** DESCRIPTION OF THE TASK **
Each record below must be written out again in exactly the same form.

Natural language region descriptions:
----

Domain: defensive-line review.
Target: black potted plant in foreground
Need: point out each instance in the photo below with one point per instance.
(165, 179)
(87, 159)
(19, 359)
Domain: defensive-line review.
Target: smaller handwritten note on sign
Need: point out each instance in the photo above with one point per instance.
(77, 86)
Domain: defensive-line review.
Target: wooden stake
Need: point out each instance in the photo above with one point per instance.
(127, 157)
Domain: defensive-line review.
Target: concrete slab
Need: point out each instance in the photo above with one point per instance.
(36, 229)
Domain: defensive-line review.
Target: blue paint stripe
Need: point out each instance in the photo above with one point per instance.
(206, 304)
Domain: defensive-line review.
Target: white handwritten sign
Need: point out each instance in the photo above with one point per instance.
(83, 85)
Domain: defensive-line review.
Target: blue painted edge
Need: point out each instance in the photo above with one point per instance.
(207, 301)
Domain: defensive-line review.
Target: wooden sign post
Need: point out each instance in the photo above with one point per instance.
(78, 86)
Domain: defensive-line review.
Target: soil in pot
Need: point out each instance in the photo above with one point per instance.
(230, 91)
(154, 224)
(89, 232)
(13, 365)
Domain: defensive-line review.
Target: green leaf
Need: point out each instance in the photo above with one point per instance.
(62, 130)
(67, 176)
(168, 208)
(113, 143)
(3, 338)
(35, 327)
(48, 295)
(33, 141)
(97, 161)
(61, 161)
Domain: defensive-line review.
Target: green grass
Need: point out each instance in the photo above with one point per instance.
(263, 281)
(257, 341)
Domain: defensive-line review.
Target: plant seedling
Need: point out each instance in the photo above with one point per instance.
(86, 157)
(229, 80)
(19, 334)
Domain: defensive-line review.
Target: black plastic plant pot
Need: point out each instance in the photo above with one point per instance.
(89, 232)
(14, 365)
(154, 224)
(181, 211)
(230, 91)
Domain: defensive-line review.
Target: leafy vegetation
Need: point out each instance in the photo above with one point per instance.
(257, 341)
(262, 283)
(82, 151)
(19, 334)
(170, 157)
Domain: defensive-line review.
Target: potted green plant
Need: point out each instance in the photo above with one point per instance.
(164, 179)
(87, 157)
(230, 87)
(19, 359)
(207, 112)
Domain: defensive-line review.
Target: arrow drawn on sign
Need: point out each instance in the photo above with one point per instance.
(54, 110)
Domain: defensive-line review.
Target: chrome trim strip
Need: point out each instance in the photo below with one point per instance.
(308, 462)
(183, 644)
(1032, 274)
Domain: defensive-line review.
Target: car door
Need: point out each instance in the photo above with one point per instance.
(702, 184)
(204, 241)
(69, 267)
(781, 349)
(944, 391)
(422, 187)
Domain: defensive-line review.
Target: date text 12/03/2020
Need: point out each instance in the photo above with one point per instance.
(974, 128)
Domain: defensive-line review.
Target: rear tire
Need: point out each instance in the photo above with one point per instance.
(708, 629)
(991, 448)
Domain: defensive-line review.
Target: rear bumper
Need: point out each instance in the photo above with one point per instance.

----

** SOLUTION FOR THIS EXERCISE **
Domain: defensive-line review.
Target: black potted plant in foreground
Need: point out each instance in the photo below with one point per instance.
(165, 179)
(87, 159)
(19, 359)
Domain: defensive-line review.
Target: smaller handwritten note on sign
Need: point out each instance in the photo above with one point per instance.
(77, 86)
Domain: defensive-line review.
Target: wooden stake
Need: point out each instance in the photo above with one point per instance.
(127, 157)
Domain: defensive-line review.
Target: concrete slab
Need: point out each instance in the photo above with one point per instance.
(36, 229)
Domain: defensive-line review.
Target: blue paint stripe
Need: point out each instance in the photo above with one point per instance.
(206, 304)
Domain: defensive-line review.
Target: white handwritten sign
Need: point out each instance in the photo above with one point per instance.
(83, 85)
Domain: defensive-line review.
Target: blue painted edge
Need: point out each instance in the photo above with one point per instance.
(207, 301)
Domain: defensive-line review.
Target: wooden sign post
Need: point out each instance in the photo above with one point per instance.
(78, 86)
Domain: defensive-line review.
Target: soil in pot
Need: point out each instance in the photo above with one point per instance.
(230, 91)
(154, 224)
(89, 232)
(13, 365)
Domain: defensive-line review.
Target: green leaf
Need: point out each instance in the photo above with one point per instance.
(62, 130)
(67, 176)
(168, 208)
(113, 143)
(3, 338)
(35, 327)
(48, 295)
(33, 141)
(97, 161)
(61, 161)
Domain: defensive-line review.
Target: green grass
Need: point out each instance in the photo above with one point per instance.
(263, 281)
(257, 341)
Domain: defensive-line review.
Target: plant seedling
Need: point out each instance in the photo above with one point per instance.
(86, 157)
(229, 80)
(19, 334)
Domain: defensive-line review.
Target: black plastic plant pot
Need: point out each instance in the photo above with one point per instance.
(89, 232)
(14, 365)
(154, 224)
(181, 211)
(230, 91)
Domain: defensive-line review.
Target: leafy vegetation
Need: point out each instance in the photo above with one point per instance.
(257, 341)
(262, 283)
(82, 151)
(19, 334)
(170, 157)
Domain: defensive-line review.
Target: potted green plant
Need: point out each instance in the photo above with one point per instance.
(164, 179)
(87, 157)
(230, 87)
(19, 359)
(207, 112)
Domain: defensive-line review.
Target: arrow drawn on sign
Need: point out each instance in the photo above with one point per instance.
(54, 110)
Domain: defensive-line review.
Target: chrome trim strip
Need: point out each instance in the photo below with one point per instance.
(308, 462)
(183, 644)
(1032, 274)
Domain: defensive-line review.
Target: car door
Need: point out each instance in the photo above with one point per instance.
(702, 184)
(204, 241)
(69, 267)
(781, 349)
(944, 391)
(422, 187)
Domain: defensive-line review.
Target: date text 12/03/2020
Need: point out each instance in the photo above with one point per instance.
(974, 128)
Domain: defensive-line review.
Target: rear tire
Need: point out each instance in the photo above with one point per instance.
(708, 629)
(991, 448)
Domain: defensive-line review.
Target: rear bumper
Need: point out each instance in the photo above with one point per instance.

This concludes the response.